To be done:
Please reproduce everything below from the row containing "the woman's face" down to the last row, requests included, and offset each coordinate in the answers by adding -22 to it. Give only that span.

Material for this exercise:
# # # # #

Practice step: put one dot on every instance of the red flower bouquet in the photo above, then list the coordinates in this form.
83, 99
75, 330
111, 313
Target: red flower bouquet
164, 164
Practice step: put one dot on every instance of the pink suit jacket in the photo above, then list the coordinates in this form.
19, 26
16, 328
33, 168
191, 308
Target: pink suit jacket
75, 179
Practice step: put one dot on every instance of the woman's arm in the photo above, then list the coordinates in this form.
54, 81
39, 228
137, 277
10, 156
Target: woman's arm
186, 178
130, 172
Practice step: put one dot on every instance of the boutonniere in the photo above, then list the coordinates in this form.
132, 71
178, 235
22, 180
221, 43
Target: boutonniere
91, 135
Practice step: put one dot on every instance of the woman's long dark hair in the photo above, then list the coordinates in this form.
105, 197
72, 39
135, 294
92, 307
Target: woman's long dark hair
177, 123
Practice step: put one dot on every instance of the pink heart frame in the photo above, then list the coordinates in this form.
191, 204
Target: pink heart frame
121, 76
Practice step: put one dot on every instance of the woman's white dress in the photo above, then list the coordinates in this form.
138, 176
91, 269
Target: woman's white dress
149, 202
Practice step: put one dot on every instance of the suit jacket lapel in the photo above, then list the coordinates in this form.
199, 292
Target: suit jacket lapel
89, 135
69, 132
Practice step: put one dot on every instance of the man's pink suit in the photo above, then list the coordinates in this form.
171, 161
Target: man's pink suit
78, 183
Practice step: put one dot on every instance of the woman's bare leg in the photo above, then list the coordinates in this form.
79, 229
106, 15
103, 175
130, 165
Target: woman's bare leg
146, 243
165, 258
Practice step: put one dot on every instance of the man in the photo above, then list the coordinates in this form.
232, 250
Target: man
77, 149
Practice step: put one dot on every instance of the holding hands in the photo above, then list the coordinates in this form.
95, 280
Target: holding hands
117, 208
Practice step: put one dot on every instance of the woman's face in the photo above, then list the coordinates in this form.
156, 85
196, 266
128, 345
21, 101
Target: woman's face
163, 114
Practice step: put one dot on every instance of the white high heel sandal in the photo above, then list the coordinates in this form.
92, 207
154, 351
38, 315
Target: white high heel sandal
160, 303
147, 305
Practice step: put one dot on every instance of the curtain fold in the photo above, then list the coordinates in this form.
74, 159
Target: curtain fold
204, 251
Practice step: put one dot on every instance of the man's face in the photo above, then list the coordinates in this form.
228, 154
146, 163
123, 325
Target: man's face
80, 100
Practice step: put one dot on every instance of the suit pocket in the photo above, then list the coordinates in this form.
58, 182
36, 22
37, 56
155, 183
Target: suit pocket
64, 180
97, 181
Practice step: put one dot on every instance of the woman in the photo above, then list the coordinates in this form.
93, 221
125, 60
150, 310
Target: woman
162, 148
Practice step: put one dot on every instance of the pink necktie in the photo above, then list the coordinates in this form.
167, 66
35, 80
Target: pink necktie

# # # # #

Correct answer:
Practice step: put one dot on every instance of the woman's face in the photo above, then list the coordinates in this form.
156, 85
196, 266
128, 345
21, 101
Target: woman's face
141, 92
Practice step: put one dot on every instance of the white high heel sandal in the photo above, then list the coordinates in this form.
92, 207
154, 351
38, 315
Target: white high heel sandal
138, 281
125, 283
Practice step: put one dot on every instance of the curtain fold in the photo above, then list the coordinates in this form.
74, 159
Target: curtain fold
182, 229
Practice step: put one dot on every instance of the man's face in the photo above, then list the coordinates in this form.
228, 154
146, 163
123, 325
Target: man's face
58, 78
Practice step: put one dot on every instance of the suit pocket in the photo above, then list the coordinates in this form.
58, 182
36, 22
37, 56
155, 183
Target: suit pocket
42, 158
75, 159
Practice step: put one dot on every instance of the woman in the photo above, then list the coordinates in this form.
93, 221
125, 60
150, 310
Target: woman
140, 126
Practice step: put one dot on every instance of the pink necktie in the photo above, then list the coordinates in this form.
167, 66
35, 80
Target: pink necktie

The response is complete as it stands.